◆ **DATA EXCERPTS**:
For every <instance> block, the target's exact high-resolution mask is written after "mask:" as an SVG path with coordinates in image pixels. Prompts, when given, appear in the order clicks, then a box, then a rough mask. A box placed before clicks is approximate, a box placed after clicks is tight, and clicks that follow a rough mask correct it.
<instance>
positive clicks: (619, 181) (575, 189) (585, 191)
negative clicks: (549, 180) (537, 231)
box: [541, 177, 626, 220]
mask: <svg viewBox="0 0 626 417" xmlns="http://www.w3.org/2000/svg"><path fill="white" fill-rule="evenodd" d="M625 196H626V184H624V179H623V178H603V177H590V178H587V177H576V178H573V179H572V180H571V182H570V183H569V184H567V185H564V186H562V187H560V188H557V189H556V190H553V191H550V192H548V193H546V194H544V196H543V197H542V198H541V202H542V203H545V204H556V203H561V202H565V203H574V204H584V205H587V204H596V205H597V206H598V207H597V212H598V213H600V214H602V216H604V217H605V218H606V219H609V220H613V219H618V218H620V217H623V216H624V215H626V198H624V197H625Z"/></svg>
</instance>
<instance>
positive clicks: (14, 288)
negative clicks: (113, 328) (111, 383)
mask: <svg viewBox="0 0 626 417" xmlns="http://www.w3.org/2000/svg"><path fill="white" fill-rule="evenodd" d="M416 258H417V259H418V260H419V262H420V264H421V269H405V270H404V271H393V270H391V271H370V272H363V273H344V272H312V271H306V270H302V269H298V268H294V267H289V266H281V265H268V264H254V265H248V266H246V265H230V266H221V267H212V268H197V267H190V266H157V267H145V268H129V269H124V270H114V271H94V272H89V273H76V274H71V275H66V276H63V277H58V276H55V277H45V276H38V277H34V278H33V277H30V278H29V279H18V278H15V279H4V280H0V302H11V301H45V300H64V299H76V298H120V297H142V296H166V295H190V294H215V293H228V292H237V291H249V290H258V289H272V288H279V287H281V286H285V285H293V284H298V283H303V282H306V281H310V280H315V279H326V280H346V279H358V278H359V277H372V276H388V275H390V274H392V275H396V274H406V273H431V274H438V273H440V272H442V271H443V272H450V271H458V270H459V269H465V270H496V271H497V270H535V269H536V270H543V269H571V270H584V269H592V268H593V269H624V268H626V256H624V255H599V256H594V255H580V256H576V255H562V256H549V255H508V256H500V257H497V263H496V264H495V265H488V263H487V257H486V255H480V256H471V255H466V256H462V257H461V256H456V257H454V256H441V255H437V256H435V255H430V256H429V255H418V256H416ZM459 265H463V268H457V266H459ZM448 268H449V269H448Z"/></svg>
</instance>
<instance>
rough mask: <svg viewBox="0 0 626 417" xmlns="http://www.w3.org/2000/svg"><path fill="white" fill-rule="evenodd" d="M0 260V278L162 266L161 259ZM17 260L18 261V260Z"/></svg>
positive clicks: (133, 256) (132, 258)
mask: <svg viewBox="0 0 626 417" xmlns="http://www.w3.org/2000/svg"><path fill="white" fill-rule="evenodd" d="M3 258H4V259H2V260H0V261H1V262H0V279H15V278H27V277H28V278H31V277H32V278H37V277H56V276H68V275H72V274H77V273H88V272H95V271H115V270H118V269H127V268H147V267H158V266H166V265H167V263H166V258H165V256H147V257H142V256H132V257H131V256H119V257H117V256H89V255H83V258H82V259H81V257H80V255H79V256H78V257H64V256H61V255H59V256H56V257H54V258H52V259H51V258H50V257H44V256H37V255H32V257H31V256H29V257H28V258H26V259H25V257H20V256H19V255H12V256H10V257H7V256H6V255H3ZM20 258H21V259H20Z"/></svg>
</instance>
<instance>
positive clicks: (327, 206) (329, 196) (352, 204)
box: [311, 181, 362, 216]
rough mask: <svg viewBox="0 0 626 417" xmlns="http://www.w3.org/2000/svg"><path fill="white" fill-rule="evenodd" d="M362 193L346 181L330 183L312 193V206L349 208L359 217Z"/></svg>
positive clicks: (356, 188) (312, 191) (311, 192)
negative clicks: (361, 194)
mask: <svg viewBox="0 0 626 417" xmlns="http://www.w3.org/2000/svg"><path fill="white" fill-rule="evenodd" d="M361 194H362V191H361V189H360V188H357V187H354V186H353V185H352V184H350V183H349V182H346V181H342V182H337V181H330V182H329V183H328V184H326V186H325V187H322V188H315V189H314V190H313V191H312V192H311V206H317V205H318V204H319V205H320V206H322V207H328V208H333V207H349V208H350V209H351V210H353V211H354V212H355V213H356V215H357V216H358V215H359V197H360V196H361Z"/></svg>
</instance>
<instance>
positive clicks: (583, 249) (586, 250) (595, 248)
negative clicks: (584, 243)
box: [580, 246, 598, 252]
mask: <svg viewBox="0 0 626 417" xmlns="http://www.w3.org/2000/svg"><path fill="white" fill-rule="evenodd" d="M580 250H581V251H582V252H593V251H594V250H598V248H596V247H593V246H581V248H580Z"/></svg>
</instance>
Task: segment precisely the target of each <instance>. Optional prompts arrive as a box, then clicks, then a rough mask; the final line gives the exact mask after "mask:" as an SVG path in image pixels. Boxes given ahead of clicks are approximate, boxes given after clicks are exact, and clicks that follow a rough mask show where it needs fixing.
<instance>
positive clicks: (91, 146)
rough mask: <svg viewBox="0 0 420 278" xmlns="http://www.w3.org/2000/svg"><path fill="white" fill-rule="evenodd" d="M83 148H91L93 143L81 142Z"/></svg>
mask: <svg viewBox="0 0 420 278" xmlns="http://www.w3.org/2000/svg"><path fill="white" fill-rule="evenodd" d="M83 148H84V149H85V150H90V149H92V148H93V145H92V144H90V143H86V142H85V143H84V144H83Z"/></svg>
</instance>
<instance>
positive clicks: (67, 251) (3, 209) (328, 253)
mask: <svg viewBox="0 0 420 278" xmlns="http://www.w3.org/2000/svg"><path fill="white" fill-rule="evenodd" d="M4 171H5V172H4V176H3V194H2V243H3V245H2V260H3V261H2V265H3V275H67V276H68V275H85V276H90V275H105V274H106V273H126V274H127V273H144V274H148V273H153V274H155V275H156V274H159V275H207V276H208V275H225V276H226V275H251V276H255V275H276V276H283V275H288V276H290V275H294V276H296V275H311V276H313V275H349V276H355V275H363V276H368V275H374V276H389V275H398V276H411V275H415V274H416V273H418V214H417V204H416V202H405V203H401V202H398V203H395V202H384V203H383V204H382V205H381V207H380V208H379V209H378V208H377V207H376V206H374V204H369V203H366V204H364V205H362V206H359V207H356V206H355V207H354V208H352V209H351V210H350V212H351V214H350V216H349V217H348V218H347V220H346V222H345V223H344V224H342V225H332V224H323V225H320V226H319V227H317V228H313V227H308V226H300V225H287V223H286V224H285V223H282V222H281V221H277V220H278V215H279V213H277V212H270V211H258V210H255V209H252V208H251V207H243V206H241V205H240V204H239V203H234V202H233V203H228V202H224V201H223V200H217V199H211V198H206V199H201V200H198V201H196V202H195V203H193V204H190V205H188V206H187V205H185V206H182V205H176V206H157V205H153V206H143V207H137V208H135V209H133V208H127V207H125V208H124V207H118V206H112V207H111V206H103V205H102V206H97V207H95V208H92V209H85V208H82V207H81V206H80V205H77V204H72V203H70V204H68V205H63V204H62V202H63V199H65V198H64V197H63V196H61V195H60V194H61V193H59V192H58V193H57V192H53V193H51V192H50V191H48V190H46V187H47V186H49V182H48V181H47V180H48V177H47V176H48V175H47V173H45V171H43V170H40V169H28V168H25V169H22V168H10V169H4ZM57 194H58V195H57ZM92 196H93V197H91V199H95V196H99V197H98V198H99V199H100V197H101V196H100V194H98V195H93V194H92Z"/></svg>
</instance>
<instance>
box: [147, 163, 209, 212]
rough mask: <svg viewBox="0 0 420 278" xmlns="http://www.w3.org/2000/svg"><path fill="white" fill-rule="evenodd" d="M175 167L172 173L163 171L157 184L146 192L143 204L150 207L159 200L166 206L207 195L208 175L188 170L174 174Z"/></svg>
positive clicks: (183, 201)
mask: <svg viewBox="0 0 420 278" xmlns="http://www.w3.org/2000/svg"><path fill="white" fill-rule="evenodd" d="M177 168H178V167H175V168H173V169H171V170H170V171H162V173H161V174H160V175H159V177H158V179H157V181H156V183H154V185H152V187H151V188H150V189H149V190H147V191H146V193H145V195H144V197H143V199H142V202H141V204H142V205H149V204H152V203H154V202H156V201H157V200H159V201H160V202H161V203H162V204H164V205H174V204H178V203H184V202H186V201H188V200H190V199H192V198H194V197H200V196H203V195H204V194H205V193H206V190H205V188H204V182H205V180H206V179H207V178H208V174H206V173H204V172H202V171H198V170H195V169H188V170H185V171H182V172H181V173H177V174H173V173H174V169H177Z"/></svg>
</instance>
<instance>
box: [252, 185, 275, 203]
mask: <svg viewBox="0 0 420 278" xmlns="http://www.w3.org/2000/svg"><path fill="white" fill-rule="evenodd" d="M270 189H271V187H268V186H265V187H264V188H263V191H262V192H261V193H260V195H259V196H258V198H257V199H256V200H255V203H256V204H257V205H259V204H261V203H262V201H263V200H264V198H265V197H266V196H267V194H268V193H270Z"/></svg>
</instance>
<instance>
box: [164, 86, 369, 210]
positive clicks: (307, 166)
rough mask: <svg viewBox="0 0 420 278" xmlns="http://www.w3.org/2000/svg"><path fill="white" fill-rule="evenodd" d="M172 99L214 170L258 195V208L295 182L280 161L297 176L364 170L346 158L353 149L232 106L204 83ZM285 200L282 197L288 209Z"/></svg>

◆ **ASSIGNMENT**:
Give the number of lines in the records that contain the string "image", and nothing besides.

◆ **OUTPUT OF THE EXERCISE**:
2